**TRAVAIL DEMANDÉ**
**A)** Pouvez-vous condenser sous forme de liste le paragraphe de l'extrait qui commence par « S’interroger sur l’opportunité », sans perdre ses faits principaux ?
**B)** D'après l'extrait, qui était le représentant ès langues des révolutionnaires ?
**C)** Recopiez fidèlement le passage de l'extrait allant de « L’idée des révolutionnaires » jusqu'à « est la nation. » inclus.

Ecritures en langue basque dans une école. Colette Larraburu/AFP

La France est-elle fâchée avec les langues ? Les siennes – les langues régionales et minoritaires – et les autres ?

S’interroger sur l’opportunité d’enseigner une seconde langue semble anachronique à un moment où nous savons l’avantage comparatif de connaître plusieurs langues. Pour les admissions dans les filières sélectives post-bac, pour l’insertion sur un marché du travail de plus en plus internationalisé, mais aussi, et peut être avant tout, pour le développement cognitif des enfants.

Toutes les études le montrent : goûter précocement à d’autres univers linguistiques ne se limite pas à l’apprentissage d’une autre langue et donc à la connaissance d’autres cultures, mais sert également à mieux connaître la sienne. La traduction, la navigation entre plusieurs espaces de sens, est un apprentissage de l’agilité (verbale) qui se répercute sur toutes les autres disciplines, y compris les matières scientifiques.

Le débat sur l’enseignement des langues qui paraît si français est sans doute lié à des impératifs budgétaires et des querelles politiques ou syndicales qui agitent régulièrement l’éducation nationale.

Mais il a peut-être des racines plus profondes, liées d’une part à l’histoire proprement politique de la langue française et au protectionnisme dont elle jouit ; au lien d’autre part, patiemment construit, de la consubstantialité entre la langue française et la citoyenneté républicaine.

La France et sa politique des langues

L’abbé Grégoire. Sylvain Collet, CC BY-SA

On a beaucoup écrit sur le rôle qu’auraient joué les romantiques de tous bords, allemands au premier chef, dans cette histoire fusionnelle entre langue et rang politique, entre langue et génie du peuple.

Loin d’être l’œuvre du penseur romantique solitaire qui voit une correspondance naturelle entre la langue, la poésie et l’espace, la politique des langues, dans sa manière la plus radicale, appartient pourtant plutôt aux révolutionnaires français.

L’idée des révolutionnaires et de leur représentant ès langues, l’abbé Grégoire, figure était aussi simple que difficile à administrer : la pratique linguistique et la politique révolutionnaire ne font qu’un :

Ainsi la forme nouvelle de notre gouvernement et l’austérité de nos principes repoussent toute parité entre l’ancien et le nouvel état des choses.(Pour) fondre tous les citoyens dans la masse nationale, simplifier le méchanisme (sic) et faciliter le jeu de la machine politique, il faut identité de langage.

L’œuvre de Grégoire peut ainsi se résumer : substituer la langue française aux parlers locaux, mais aussi, par le biais de la langue, instruire de nouvelles idées, qui sont dans un tel rapport de symbiose et de dépendance avec la révolution politique qu’elles ne peuvent être contenues que dans l’idiome national, puisque que l’idiome national est la nation.

On le voit : l’objet et le sujet, la langue et l’idéal révolutionnaire, se confondent au point d’établir une causalité nécessaire entre une maîtrise du français couvrant tout le territoire et l’adhésion aux exigences de la révolution politique. C’est à l’intérieur même de la langue que la Révolution doit avoir lieu.

La langue de la république est le français

Attachée à l’unité du corps social et à l’assomption du social par le politique, la République française ne peut reconnaître les groupes ou les communautés. Elle fait de la langue le véhicule de l’égalité et, pour cela, elle ne peut en connaître qu’une dans l’espace public.

**MATÉRIEL FOURNI**
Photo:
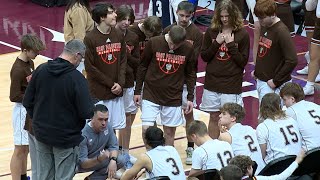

**TÂCHES RÉSOLUES**
**A)**
Se demander s'il faut enseigner une seconde langue paraît anachronique, car on connaît l'avantage de maîtriser plusieurs langues :
- pour être admis dans les filières sélectives post-bac ;
- pour s'insérer sur un marché du travail de plus en plus internationalisé ;
- et, peut-être avant tout, pour le développement cognitif des enfants.

**B)** L'abbé Grégoire.

**C)**
L’idée des révolutionnaires et de leur représentant ès langues, l’abbé Grégoire, figure était aussi simple que difficile à administrer : la pratique linguistique et la politique révolutionnaire ne font qu’un :

Ainsi la forme nouvelle de notre gouvernement et l’austérité de nos principes repoussent toute parité entre l’ancien et le nouvel état des choses.(Pour) fondre tous les citoyens dans la masse nationale, simplifier le méchanisme (sic) et faciliter le jeu de la machine politique, il faut identité de langage.

L’œuvre de Grégoire peut ainsi se résumer : substituer la langue française aux parlers locaux, mais aussi, par le biais de la langue, instruire de nouvelles idées, qui sont dans un tel rapport de symbiose et de dépendance avec la révolution politique qu’elles ne peuvent être contenues que dans l’idiome national, puisque que l’idiome national est la nation.